> _Exercise prompt_: Give back exactly the lines of the entries below from the line with "Put a point on every instance of the eyebrow;" to the line with "Put a point on every instance of the nose;", inclusive, and only those.

::: Provided information :::

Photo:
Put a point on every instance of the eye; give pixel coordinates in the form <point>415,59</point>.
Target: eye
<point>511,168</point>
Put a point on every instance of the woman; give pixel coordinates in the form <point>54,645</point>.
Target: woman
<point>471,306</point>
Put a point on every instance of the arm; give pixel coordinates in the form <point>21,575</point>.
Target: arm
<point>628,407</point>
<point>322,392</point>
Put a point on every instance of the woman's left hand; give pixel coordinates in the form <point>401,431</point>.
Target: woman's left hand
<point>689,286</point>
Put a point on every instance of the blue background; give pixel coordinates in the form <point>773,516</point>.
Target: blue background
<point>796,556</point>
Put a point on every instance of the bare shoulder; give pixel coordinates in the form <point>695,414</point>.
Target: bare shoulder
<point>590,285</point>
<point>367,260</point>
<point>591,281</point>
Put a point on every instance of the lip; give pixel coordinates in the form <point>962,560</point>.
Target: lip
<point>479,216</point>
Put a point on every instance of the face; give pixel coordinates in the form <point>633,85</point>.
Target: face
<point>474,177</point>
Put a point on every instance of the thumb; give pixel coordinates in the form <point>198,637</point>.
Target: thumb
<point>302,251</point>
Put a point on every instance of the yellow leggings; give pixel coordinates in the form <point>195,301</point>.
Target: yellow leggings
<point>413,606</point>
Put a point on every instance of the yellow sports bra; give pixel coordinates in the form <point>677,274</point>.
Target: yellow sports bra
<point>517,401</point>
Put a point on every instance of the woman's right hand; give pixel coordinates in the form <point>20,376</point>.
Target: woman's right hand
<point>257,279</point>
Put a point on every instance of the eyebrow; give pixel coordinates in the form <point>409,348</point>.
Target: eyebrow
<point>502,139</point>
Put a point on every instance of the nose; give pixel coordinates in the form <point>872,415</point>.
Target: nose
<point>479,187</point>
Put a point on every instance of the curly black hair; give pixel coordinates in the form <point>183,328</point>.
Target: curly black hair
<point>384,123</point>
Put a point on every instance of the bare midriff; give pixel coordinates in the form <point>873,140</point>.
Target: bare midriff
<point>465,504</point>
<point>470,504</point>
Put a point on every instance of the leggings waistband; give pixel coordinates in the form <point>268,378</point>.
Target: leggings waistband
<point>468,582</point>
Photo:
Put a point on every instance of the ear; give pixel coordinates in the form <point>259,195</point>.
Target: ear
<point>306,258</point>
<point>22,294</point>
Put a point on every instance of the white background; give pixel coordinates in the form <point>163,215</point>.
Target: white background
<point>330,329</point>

:::

> _Answer to the exercise_:
Put a point on every instance of the eyebrow; give pixel coordinates in the form <point>409,348</point>.
Target: eyebrow
<point>502,139</point>
Put a point on every instance of the nose; give pixel coordinates in the form <point>872,415</point>.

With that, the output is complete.